### The request
Please copy out the entries below without any change, starting at the line with "of the pile" and continuing through the last line of the entries, with both of those lines included.
>> begin
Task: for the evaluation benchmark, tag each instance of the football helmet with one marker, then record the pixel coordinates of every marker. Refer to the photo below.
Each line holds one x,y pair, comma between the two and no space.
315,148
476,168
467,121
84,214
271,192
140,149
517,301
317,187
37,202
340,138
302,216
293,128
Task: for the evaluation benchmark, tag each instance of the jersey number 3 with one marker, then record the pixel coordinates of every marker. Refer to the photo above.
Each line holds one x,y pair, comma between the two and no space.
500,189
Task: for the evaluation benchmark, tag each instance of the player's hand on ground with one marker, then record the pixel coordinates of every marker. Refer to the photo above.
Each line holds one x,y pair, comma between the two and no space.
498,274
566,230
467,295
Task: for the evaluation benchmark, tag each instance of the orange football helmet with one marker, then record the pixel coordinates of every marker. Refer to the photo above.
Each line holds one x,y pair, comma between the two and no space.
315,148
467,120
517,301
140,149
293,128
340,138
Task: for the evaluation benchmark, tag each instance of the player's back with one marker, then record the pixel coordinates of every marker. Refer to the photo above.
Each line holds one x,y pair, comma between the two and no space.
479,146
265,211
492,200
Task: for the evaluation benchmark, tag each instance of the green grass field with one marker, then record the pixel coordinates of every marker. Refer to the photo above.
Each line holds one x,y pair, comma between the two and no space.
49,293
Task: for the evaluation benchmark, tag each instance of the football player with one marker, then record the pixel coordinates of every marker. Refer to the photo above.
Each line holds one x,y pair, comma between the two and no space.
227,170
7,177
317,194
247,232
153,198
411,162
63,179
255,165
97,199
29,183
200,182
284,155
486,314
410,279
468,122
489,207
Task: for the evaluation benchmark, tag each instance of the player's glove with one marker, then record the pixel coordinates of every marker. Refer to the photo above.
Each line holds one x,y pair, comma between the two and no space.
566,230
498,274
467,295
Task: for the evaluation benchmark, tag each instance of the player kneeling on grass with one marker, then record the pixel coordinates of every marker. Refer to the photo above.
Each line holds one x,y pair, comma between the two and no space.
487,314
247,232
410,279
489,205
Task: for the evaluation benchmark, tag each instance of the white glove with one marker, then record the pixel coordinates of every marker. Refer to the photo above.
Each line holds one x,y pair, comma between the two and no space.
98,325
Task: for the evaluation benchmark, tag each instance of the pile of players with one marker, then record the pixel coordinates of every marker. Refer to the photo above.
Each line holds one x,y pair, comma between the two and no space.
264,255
>> end
### Task response
Task: for the evaluation benchmark, tag each instance of the pile of players with one marker, then record the pixel coordinates of every marker. Refer to the photo above.
Each line holds one x,y pair, comma between the two and no space.
264,255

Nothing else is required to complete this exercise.